- [WHAT TO DO]
Repeat exactly the lines that run from the one containing "of the spectator's" to the end of the data, and leave out all others.

- [MATERIAL SHOWN]
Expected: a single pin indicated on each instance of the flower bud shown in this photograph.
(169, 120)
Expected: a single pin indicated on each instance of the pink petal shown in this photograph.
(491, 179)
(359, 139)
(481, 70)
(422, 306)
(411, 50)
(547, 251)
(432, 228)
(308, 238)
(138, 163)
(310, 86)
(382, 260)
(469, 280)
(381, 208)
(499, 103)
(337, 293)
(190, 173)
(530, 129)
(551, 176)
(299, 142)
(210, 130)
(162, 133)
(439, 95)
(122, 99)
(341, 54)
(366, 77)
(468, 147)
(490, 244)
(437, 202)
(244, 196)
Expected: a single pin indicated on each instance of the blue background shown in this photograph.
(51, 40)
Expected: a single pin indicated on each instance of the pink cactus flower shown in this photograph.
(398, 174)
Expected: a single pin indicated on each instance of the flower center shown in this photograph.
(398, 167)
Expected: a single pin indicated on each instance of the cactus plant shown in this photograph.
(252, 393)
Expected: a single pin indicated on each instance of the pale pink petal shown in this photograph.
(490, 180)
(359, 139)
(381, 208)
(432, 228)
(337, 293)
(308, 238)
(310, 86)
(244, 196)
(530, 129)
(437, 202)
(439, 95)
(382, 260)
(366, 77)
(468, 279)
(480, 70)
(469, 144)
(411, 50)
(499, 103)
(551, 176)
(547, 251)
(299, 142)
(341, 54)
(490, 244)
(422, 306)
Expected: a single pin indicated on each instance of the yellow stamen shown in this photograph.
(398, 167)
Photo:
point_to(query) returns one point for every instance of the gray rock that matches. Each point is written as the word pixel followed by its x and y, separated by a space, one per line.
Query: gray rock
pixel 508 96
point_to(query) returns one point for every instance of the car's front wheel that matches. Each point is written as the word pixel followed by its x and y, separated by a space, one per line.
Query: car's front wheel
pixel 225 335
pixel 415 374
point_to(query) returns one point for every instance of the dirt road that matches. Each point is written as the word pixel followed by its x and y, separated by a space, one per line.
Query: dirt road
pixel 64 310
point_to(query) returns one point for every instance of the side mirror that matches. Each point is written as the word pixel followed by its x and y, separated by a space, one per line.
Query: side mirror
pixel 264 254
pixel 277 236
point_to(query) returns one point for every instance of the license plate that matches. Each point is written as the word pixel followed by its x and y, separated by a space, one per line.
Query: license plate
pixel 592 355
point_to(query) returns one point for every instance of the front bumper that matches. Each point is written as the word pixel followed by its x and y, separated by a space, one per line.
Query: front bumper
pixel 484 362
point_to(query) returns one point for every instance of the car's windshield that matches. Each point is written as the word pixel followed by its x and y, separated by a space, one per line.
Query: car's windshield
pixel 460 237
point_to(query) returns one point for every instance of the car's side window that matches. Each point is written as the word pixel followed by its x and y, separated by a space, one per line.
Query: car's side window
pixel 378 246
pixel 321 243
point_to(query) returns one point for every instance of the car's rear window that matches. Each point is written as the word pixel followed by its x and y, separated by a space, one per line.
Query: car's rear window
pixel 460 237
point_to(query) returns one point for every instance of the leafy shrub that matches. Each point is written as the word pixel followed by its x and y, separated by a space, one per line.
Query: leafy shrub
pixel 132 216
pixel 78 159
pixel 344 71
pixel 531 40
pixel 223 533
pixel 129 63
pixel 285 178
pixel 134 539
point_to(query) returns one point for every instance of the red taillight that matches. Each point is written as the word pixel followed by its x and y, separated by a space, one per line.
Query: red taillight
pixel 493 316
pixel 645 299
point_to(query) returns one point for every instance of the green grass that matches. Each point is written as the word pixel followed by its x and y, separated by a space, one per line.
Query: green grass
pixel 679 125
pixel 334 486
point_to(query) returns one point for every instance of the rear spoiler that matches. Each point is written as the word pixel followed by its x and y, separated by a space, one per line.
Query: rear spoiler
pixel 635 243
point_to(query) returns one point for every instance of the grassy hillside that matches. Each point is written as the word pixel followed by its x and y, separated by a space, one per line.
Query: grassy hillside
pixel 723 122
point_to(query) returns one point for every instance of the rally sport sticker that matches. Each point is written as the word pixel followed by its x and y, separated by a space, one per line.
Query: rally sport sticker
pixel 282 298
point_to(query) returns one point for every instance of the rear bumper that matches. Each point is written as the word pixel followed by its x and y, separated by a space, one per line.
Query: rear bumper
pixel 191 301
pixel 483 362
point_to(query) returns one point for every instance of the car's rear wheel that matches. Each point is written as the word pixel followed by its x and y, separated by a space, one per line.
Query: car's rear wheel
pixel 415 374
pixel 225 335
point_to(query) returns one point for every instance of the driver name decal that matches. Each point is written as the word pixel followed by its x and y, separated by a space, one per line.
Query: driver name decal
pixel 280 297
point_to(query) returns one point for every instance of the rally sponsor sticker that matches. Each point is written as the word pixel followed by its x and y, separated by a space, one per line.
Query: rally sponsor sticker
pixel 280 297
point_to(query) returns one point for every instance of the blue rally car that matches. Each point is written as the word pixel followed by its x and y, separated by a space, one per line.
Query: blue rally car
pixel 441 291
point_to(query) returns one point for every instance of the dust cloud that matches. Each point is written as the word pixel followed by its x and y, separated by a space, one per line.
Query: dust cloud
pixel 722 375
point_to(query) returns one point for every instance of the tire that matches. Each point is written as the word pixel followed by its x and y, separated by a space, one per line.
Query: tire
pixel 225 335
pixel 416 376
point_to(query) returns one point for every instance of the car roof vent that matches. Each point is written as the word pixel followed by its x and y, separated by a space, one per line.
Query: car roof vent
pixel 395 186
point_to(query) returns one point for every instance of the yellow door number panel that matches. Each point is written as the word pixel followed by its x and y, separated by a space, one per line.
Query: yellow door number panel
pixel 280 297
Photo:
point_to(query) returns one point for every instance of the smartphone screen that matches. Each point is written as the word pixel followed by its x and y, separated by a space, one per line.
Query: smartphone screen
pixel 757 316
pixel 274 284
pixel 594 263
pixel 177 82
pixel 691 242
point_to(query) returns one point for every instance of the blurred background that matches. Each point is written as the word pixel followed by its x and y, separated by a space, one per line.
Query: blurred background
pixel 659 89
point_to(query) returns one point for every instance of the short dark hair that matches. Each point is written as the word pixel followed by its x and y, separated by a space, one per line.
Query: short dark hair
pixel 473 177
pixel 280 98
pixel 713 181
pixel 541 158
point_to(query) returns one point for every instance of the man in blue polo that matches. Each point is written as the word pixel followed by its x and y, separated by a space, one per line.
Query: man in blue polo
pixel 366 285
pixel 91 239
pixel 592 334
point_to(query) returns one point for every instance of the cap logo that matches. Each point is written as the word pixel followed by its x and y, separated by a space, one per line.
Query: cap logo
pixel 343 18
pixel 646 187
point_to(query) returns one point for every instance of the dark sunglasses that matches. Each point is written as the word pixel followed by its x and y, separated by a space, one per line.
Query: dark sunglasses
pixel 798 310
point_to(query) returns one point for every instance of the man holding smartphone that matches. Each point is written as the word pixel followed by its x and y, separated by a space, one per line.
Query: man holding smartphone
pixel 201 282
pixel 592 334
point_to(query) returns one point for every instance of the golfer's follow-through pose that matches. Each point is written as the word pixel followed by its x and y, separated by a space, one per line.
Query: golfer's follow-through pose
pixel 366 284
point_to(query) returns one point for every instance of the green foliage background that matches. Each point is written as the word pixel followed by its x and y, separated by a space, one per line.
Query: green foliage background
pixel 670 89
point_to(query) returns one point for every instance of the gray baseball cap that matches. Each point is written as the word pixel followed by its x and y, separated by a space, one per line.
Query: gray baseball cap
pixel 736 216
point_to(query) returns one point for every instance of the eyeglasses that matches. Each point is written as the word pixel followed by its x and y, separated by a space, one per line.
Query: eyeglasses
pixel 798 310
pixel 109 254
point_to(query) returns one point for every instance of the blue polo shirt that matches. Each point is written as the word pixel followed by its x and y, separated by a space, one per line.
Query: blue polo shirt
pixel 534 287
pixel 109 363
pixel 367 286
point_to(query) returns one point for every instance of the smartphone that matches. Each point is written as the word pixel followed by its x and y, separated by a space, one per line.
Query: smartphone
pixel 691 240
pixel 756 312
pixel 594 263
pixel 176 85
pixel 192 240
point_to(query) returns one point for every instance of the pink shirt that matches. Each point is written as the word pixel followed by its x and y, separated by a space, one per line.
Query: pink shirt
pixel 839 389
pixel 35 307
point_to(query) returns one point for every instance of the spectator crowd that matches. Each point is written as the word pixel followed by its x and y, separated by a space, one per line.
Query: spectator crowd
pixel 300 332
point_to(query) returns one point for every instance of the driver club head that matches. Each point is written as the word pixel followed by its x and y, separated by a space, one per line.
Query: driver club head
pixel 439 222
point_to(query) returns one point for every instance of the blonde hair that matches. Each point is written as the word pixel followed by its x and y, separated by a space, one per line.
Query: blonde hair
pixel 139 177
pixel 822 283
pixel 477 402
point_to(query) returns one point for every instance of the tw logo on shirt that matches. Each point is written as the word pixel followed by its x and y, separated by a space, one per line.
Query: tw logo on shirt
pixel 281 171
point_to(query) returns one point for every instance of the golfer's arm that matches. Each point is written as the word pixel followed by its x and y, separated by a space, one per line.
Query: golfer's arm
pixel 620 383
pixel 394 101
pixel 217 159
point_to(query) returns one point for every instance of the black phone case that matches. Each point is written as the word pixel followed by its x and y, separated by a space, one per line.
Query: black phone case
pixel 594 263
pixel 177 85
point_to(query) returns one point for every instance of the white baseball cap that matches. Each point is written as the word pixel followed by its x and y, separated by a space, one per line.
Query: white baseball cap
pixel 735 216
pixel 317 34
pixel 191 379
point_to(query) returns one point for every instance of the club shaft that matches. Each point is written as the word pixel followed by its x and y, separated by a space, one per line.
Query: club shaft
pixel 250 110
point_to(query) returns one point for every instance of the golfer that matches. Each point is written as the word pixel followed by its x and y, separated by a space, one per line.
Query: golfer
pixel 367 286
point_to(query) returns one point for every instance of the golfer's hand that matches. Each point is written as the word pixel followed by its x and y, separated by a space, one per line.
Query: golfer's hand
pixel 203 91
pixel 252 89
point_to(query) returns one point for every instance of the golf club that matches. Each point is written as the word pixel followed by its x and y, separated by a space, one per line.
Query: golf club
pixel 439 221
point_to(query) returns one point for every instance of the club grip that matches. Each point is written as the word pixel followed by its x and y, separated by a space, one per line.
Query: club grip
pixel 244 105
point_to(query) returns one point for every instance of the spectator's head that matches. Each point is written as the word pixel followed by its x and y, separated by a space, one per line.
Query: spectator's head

- [OUTPUT FOR THIS EXERCISE]
point_to(query) returns one point for every instance of the spectator's head that matches. Each point is written as the word pixel followed by its x and y, separated by a space, one per line.
Query: spectator's head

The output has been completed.